• [WHAT THE EXERCISE ASKS]
Output every line of the listing as it stands.

• [SOURCE DATA]

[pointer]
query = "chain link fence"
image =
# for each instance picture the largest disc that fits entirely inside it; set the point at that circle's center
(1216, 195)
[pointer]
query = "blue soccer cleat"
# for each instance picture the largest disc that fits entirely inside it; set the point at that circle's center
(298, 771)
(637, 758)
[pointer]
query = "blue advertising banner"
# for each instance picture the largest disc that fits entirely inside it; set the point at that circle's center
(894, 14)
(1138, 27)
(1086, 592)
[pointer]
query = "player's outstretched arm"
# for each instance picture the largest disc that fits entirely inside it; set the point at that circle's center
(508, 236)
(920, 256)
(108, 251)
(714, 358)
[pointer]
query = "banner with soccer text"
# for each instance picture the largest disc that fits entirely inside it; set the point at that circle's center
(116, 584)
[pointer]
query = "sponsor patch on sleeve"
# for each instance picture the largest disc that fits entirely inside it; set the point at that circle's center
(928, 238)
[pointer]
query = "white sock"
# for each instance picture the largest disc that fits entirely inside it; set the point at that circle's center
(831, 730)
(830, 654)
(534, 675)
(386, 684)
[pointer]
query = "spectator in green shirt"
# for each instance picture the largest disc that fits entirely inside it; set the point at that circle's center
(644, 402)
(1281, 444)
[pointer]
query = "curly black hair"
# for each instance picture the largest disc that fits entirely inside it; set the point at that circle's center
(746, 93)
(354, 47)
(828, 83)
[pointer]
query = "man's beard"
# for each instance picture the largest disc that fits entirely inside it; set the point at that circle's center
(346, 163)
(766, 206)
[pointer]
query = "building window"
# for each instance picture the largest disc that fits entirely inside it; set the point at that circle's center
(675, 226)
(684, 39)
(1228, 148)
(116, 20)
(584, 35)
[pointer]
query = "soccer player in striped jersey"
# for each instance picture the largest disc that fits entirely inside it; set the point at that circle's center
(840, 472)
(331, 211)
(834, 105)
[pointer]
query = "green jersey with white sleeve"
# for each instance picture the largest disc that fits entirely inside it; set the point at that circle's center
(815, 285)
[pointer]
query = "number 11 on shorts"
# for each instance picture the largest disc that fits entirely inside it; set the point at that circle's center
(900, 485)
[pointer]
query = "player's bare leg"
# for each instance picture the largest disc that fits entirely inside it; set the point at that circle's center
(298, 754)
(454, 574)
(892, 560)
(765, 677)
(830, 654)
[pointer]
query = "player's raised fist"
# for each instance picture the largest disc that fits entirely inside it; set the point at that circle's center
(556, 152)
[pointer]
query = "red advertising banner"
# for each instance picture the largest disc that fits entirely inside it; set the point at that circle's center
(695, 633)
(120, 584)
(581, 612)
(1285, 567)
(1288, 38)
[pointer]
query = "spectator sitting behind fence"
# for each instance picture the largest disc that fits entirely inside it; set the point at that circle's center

• [REPLY]
[pointer]
query = "chain link fence"
image =
# for each instance picture the largest disc that fits entirely inside it; set the point at that circle's center
(1216, 195)
[pointer]
query = "blue soccer cleat"
# for each instance picture the largest disc that fits entirely inside it; set the point at that circle's center
(298, 771)
(637, 758)
[pointer]
query = "blue advertising banner"
# for each instance picture the largest disc that fits entirely inside it; set the point at that circle's center
(894, 14)
(1138, 27)
(1086, 592)
[pointer]
query = "player's outstretched arm"
# for each instance picture the largest disc that fits entirely inside it; set the point at that circle's center
(508, 236)
(920, 256)
(108, 251)
(714, 358)
[pointer]
query = "banner with soccer text"
# for each instance picture the largest disc that fits entirely inside it; set the point at that circle's center
(116, 584)
[pointer]
query = "sponsor patch on sleeve"
# for each instance picture the largest disc that fits entirely inside it; set the point at that circle's center
(928, 238)
[pointer]
query = "white sock"
# for each instance picture the largest disc that fits entirely inside it; set the point at that circle's center
(831, 730)
(830, 654)
(534, 675)
(386, 684)
[pointer]
query = "spectator in green shirt"
# for each instance picture the largest disc that fits entirely inside it; set the point at that circle's center
(644, 402)
(1281, 444)
[pointer]
query = "curly black hair"
# for each instance picture the largest disc that fits entirely inside it; set the point at that circle's center
(746, 93)
(354, 47)
(828, 83)
[pointer]
query = "man's beard"
# for each instance picture the largest disc that fits entirely inside it; set the point at that circle's center
(346, 163)
(766, 206)
[pointer]
query = "building window"
# for each instance picture the largest disc that fits entirely inside it; set the point at that circle's center
(675, 226)
(684, 39)
(1228, 148)
(116, 20)
(584, 35)
[pointer]
query = "soccer player in striped jersey"
# for each instance picture the largest disc that fits entirely inside it; set the point at that circle's center
(840, 472)
(331, 211)
(834, 105)
[pointer]
query = "green jersey with white sleeve"
# for each instance picture the largest disc that fits entirely inside it; set the point at that circle's center
(815, 285)
[pointer]
query = "number 11 on shorts"
# for each instance picture the largest disc that fits entirely inside it; set the point at that circle's center
(900, 485)
[pointer]
query = "player's bare leg"
# for each instance picture the largest disc that fits entirely inside it; set the point at that circle's center
(298, 754)
(454, 574)
(892, 560)
(765, 677)
(830, 654)
[pointer]
query = "player's raised fist"
# for each instance picture the largest disc that fits entirely inside it; set the point at that circle's center
(556, 152)
[pointer]
query = "red advertising banner"
# for each instance picture the largest disc that fits entirely inside it; set the point at that circle's center
(695, 633)
(120, 584)
(581, 612)
(1285, 567)
(1288, 38)
[pointer]
query = "spectator sitting behind fence"
# for each instance picture the largest disc that fits entirely inside it; set the point at that circle's center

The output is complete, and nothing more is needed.